● YOUR INSTRUCTIONS:
Count the lines below that contain the word "brown". Reply with the number alone.

Dataset records
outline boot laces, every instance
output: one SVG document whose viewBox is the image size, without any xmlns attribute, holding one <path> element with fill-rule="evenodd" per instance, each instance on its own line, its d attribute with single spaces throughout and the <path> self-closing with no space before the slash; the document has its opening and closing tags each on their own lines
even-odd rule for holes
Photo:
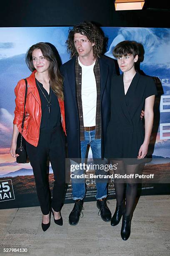
<svg viewBox="0 0 170 256">
<path fill-rule="evenodd" d="M 101 201 L 101 202 L 103 202 L 102 203 L 102 205 L 101 208 L 99 209 L 99 212 L 98 212 L 98 216 L 100 216 L 101 215 L 101 211 L 102 211 L 103 209 L 106 207 L 107 209 L 108 209 L 108 206 L 107 205 L 107 203 L 108 204 L 110 204 L 110 202 L 108 200 L 103 200 L 103 201 Z"/>
</svg>

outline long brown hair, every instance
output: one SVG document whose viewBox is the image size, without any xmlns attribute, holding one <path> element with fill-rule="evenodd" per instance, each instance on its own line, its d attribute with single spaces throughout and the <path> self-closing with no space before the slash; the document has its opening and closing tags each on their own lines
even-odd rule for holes
<svg viewBox="0 0 170 256">
<path fill-rule="evenodd" d="M 50 61 L 48 68 L 50 85 L 58 98 L 63 100 L 62 77 L 58 67 L 56 58 L 48 44 L 45 43 L 38 43 L 28 49 L 25 56 L 25 61 L 28 68 L 32 72 L 35 69 L 33 64 L 32 53 L 36 49 L 40 49 L 44 57 Z"/>
</svg>

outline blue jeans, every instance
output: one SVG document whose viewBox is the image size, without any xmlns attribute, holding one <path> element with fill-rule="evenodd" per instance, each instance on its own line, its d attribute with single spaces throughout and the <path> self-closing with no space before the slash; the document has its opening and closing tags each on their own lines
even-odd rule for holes
<svg viewBox="0 0 170 256">
<path fill-rule="evenodd" d="M 101 159 L 101 139 L 95 139 L 95 130 L 90 131 L 85 131 L 85 140 L 80 142 L 81 154 L 82 163 L 85 162 L 85 154 L 87 148 L 88 144 L 90 144 L 92 152 L 92 158 L 93 159 Z M 96 160 L 98 161 L 98 160 Z M 94 164 L 95 160 L 94 160 Z M 102 161 L 102 160 L 100 161 Z M 102 161 L 102 164 L 104 164 L 104 161 Z M 75 164 L 75 163 L 74 163 Z M 99 172 L 100 171 L 100 172 Z M 104 171 L 106 174 L 107 173 Z M 95 174 L 101 174 L 101 170 L 96 170 Z M 83 169 L 79 169 L 75 170 L 74 172 L 74 174 L 81 175 L 84 173 Z M 79 179 L 80 180 L 80 179 Z M 80 182 L 78 182 L 78 180 L 75 179 L 72 179 L 72 194 L 73 200 L 81 199 L 82 200 L 85 196 L 85 179 L 81 179 Z M 101 179 L 96 179 L 95 183 L 97 188 L 97 193 L 96 195 L 96 199 L 102 199 L 106 197 L 107 196 L 107 180 L 105 179 L 105 180 L 101 180 Z"/>
</svg>

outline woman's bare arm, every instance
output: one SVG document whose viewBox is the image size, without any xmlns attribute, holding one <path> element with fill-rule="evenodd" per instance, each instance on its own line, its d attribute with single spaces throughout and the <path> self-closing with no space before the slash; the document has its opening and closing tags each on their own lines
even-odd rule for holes
<svg viewBox="0 0 170 256">
<path fill-rule="evenodd" d="M 19 133 L 20 132 L 17 128 L 17 125 L 14 124 L 11 146 L 10 151 L 10 154 L 13 157 L 16 157 L 19 156 L 18 154 L 16 154 L 16 149 L 17 148 L 17 137 Z"/>
<path fill-rule="evenodd" d="M 145 100 L 144 116 L 145 135 L 144 141 L 143 144 L 141 146 L 139 151 L 138 159 L 144 158 L 148 153 L 150 135 L 153 126 L 153 105 L 155 97 L 155 95 L 152 95 L 146 98 Z"/>
</svg>

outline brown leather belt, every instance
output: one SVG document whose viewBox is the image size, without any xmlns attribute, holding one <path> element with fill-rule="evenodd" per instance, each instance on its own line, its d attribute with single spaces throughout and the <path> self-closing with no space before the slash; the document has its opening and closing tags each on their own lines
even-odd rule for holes
<svg viewBox="0 0 170 256">
<path fill-rule="evenodd" d="M 95 126 L 90 126 L 88 127 L 84 127 L 84 130 L 85 131 L 94 131 L 95 129 Z"/>
</svg>

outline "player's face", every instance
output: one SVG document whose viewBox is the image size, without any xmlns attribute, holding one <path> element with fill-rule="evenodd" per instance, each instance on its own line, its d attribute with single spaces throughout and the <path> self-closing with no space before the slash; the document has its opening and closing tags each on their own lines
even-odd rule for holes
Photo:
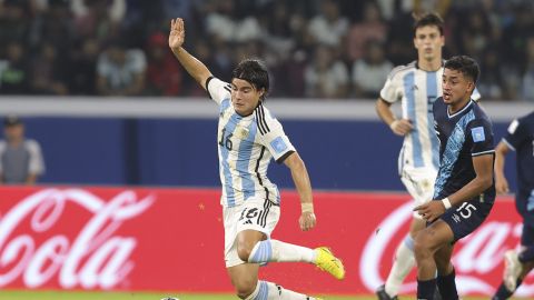
<svg viewBox="0 0 534 300">
<path fill-rule="evenodd" d="M 445 37 L 439 34 L 437 26 L 424 26 L 415 30 L 414 46 L 417 49 L 418 59 L 442 59 L 442 48 Z"/>
<path fill-rule="evenodd" d="M 240 116 L 249 116 L 258 106 L 264 90 L 257 90 L 250 82 L 234 78 L 231 80 L 231 103 Z"/>
<path fill-rule="evenodd" d="M 443 70 L 443 100 L 447 104 L 456 104 L 469 99 L 475 84 L 458 70 Z"/>
</svg>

● CORRECT OUTPUT:
2